-------- Stored data

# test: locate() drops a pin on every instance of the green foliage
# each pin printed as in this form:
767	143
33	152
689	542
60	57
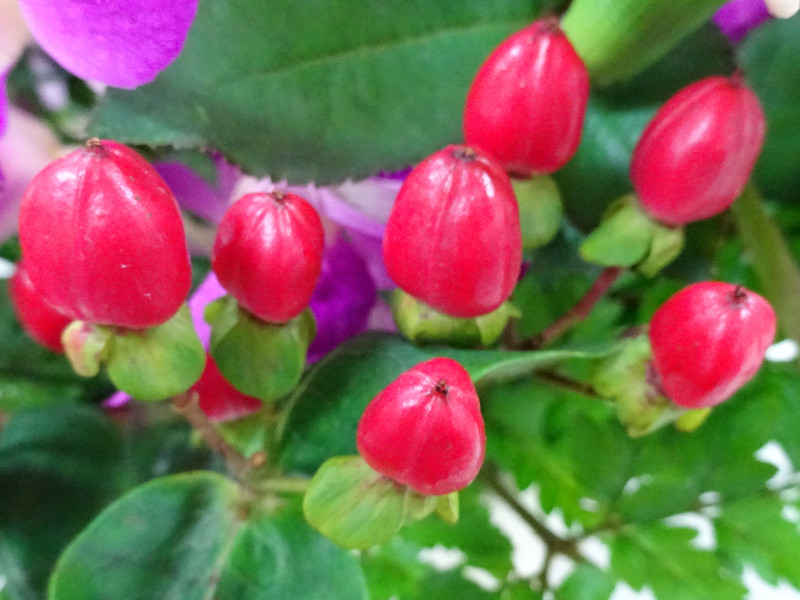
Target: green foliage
334	87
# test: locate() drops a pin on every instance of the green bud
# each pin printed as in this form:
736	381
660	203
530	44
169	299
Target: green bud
159	362
540	210
84	345
260	359
424	325
354	506
618	38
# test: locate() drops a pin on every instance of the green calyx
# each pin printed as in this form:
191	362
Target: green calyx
357	508
424	325
260	359
147	364
617	39
627	237
540	210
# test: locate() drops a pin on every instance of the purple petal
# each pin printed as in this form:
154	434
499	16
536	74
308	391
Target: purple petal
123	43
206	292
738	17
343	298
195	194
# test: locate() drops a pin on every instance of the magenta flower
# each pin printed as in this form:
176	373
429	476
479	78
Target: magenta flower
122	43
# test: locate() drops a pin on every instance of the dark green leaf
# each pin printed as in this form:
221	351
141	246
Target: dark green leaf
59	466
328	404
664	559
192	537
768	58
361	87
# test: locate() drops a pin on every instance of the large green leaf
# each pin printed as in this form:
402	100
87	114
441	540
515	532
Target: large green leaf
58	468
768	57
327	406
318	90
193	537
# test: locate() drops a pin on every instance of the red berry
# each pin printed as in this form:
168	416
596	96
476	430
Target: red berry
103	238
526	105
697	152
39	320
425	429
268	254
218	399
453	237
708	340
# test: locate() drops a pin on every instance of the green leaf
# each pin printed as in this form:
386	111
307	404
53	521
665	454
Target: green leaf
352	505
327	406
587	582
767	57
193	537
361	87
59	465
664	559
754	532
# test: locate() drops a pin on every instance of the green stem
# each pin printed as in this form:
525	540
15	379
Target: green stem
490	475
619	38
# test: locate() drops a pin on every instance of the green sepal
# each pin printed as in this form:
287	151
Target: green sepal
84	345
260	359
354	506
623	377
623	237
424	325
159	362
665	246
618	38
447	507
627	237
540	210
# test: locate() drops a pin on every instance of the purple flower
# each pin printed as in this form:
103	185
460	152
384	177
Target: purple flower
122	43
737	17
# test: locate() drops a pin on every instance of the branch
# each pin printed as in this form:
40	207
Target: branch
555	544
578	312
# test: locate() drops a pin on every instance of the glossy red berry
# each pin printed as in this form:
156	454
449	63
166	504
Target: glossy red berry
527	104
268	254
103	238
425	429
39	320
696	154
218	399
708	340
453	236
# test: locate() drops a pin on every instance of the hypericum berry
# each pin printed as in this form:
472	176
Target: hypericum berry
526	105
698	151
103	238
39	320
425	429
708	340
218	399
268	254
453	237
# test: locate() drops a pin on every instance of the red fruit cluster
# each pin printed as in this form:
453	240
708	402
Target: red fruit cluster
43	323
268	254
425	429
697	152
103	240
453	237
708	340
527	104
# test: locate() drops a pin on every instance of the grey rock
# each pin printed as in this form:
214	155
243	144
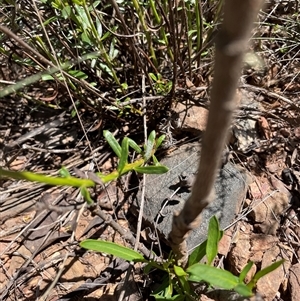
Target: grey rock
161	202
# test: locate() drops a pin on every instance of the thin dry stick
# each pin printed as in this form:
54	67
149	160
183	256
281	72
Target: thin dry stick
231	43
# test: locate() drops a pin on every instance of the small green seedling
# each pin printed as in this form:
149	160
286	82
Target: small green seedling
177	280
122	152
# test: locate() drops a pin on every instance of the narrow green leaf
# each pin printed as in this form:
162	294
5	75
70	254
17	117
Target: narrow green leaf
149	146
245	271
214	276
85	193
197	254
155	161
112	249
55	181
152	169
182	277
114	144
153	77
173	298
243	290
179	271
63	172
133	145
212	239
124	156
78	74
160	140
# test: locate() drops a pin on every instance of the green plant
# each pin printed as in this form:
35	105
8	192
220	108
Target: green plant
161	86
177	280
122	152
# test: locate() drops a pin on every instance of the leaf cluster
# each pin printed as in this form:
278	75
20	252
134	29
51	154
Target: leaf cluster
177	281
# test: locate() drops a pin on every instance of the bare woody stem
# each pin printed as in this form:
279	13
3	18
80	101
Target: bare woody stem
231	43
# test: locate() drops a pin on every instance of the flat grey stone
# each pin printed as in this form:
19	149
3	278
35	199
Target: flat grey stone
230	190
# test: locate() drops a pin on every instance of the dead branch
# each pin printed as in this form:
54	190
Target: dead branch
231	44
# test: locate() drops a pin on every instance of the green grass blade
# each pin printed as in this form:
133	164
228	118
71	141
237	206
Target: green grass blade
212	239
150	145
197	254
114	144
160	169
245	271
112	249
124	156
133	145
34	177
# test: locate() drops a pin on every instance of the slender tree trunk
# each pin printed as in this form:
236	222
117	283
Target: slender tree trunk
231	42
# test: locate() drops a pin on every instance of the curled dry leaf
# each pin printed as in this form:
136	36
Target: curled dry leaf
264	127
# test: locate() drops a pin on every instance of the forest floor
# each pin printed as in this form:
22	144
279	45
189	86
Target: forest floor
39	252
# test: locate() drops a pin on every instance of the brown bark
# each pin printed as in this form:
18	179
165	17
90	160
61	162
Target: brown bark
231	43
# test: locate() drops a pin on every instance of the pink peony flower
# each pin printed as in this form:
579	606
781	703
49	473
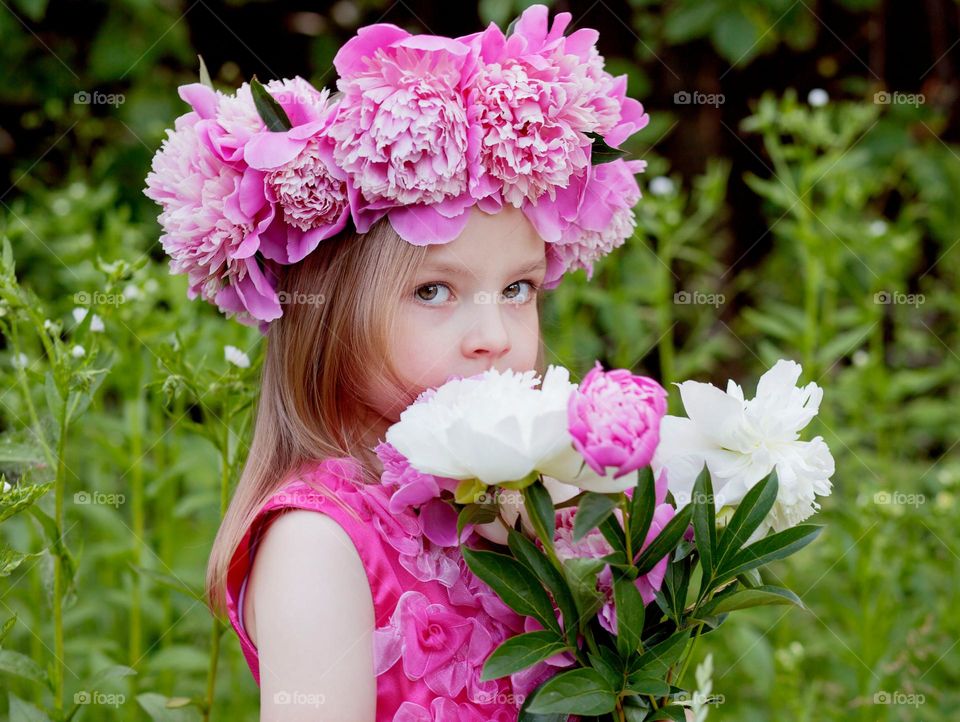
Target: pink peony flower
614	419
536	95
401	131
444	710
436	644
605	219
210	231
594	545
300	178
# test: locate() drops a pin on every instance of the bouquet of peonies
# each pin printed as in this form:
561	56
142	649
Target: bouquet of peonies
625	534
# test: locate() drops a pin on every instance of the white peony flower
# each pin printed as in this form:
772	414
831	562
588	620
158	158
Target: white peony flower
498	427
741	441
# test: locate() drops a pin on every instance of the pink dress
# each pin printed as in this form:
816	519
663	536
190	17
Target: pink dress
435	621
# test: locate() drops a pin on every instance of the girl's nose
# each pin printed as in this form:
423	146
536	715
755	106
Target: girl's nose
487	335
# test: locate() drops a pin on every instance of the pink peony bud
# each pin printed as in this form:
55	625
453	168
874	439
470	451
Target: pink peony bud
614	419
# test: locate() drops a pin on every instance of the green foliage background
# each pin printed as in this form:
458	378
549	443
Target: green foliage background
770	227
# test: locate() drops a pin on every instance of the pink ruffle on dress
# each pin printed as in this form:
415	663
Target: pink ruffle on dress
436	623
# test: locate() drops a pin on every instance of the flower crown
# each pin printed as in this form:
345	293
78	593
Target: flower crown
423	128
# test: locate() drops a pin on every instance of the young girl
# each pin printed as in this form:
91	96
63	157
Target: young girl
385	241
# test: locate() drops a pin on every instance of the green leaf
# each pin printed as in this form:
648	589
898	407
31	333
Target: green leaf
270	111
512	582
475	514
21	497
666	540
541	511
581	574
18	664
776	546
580	691
520	652
640	683
10	559
673	712
642	505
630	613
613	533
704	520
754	597
658	659
23	711
592	509
749	515
527	553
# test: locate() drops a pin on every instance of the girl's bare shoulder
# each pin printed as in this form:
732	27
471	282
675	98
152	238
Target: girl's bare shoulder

----------------

> Your task
Locate the line that contains "the green foliage background", then please quote it and every line after it to the end of the entries above, exactly and with nothing else.

> Correct result
# test: locate() drops a pin on every instance of the green foliage background
# each pin printed as in this form:
458	378
549	443
Target: green foliage background
770	227
# test: locate() drops a pin on every instance of the pink ruffle on dress
# each pin printed as in this form:
415	663
Target: pink ruffle on dress
436	623
# test: locate() drops a pin on every instance of the flower crown
# each pin printed as in this form:
345	293
78	593
Target: flower crown
423	128
# test: locate() drops a pin on every instance of the young girl
# each pin printed as in this form:
91	96
63	157
Target: young girl
385	241
# test: locate() drops a pin on every instance of the green leaf
# each pin printed as in this form:
648	589
898	407
31	333
Target: green leaf
270	111
512	582
475	514
21	497
666	540
541	511
581	574
18	664
776	546
580	691
520	652
640	683
10	559
673	712
642	505
630	613
613	533
704	520
754	597
658	659
23	711
592	509
749	515
527	553
# test: locate() drops a pin on every instance of the girl's bare shoulder
# each pin printed as in this form:
732	27
471	282
675	98
152	238
Target: girl's bare shoulder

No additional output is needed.